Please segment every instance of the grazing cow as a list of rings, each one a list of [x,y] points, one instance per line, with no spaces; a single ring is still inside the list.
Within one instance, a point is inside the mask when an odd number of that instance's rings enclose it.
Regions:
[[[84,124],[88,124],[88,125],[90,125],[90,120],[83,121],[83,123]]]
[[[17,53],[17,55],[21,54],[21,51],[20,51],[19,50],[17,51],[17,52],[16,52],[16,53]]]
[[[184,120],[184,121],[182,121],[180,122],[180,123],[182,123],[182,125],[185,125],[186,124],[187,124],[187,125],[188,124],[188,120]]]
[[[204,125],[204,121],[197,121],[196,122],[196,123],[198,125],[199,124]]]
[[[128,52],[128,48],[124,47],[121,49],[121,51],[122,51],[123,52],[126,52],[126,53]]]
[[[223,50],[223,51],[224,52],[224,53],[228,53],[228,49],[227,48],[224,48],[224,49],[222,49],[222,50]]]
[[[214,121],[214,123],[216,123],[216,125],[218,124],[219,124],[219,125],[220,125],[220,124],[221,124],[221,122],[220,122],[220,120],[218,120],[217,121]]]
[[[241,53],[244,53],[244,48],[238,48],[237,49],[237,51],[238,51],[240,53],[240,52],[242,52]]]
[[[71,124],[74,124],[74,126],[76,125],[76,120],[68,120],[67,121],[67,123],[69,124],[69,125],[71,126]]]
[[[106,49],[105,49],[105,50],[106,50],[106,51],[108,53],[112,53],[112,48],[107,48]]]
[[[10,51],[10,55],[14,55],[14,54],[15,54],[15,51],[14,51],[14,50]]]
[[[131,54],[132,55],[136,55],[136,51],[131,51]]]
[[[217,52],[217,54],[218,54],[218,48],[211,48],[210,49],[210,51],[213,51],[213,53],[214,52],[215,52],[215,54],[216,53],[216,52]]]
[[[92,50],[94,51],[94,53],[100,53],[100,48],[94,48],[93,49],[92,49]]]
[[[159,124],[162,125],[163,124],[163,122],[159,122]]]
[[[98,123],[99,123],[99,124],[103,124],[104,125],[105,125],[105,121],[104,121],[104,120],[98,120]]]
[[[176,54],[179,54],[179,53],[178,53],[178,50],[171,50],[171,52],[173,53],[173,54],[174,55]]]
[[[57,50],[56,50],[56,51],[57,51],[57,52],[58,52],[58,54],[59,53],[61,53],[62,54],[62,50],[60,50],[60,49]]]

----

• Problem description:
Reproduce all of the material above verbatim, line for line, with every character unchanged.

• Solution for this problem:
Please segment every instance of the grazing cow as a list of rings, each one a list of [x,y] points, one instance per line, with no spaces; a single ring is still inside the list.
Within one instance, a point is inside the mask when an odd number of that instance's rings enclose it.
Regions:
[[[84,124],[88,124],[88,125],[90,125],[90,120],[83,121],[83,123]]]
[[[17,53],[17,55],[21,54],[21,51],[20,51],[19,50],[17,51],[17,52],[16,52],[16,53]]]
[[[184,120],[184,121],[182,121],[180,122],[180,123],[182,123],[182,125],[185,125],[186,124],[187,124],[187,125],[188,124],[188,120]]]
[[[204,125],[204,121],[197,121],[196,122],[196,123],[198,125],[199,124]]]
[[[128,52],[128,48],[124,47],[121,49],[121,51],[122,51],[123,52],[126,52],[126,53]]]
[[[223,50],[223,51],[224,52],[224,53],[228,53],[228,49],[227,48],[224,48],[224,49],[222,49],[222,50]]]
[[[214,121],[214,123],[216,123],[216,125],[218,124],[219,124],[219,125],[220,125],[220,124],[221,124],[221,122],[220,122],[220,120],[218,120],[217,121]]]
[[[241,53],[244,53],[244,48],[238,48],[237,49],[237,51],[238,51],[240,53],[240,52],[242,52]]]
[[[71,124],[74,124],[74,126],[76,125],[76,120],[68,120],[67,121],[67,123],[69,124],[69,125],[71,126]]]
[[[106,49],[105,49],[105,50],[106,50],[106,51],[108,53],[112,53],[112,48],[107,48]]]
[[[10,51],[10,55],[14,55],[14,54],[15,54],[15,51],[14,51],[14,50]]]
[[[131,54],[132,55],[136,55],[136,51],[131,51]]]
[[[217,52],[217,54],[218,54],[218,48],[211,48],[210,49],[210,51],[213,51],[213,53],[214,52],[215,52],[215,54],[216,53],[216,52]]]
[[[92,50],[94,51],[94,53],[100,53],[100,48],[94,48],[93,49],[92,49]]]
[[[159,124],[162,125],[163,124],[163,122],[159,122]]]
[[[98,123],[99,123],[99,124],[103,124],[104,125],[105,125],[105,121],[104,121],[104,120],[98,120]]]
[[[176,54],[179,54],[179,53],[178,53],[178,50],[171,50],[171,52],[173,53],[173,54],[174,55]]]
[[[57,50],[56,50],[56,51],[57,51],[57,52],[58,52],[58,54],[59,53],[61,53],[62,54],[62,50],[60,50],[60,49]]]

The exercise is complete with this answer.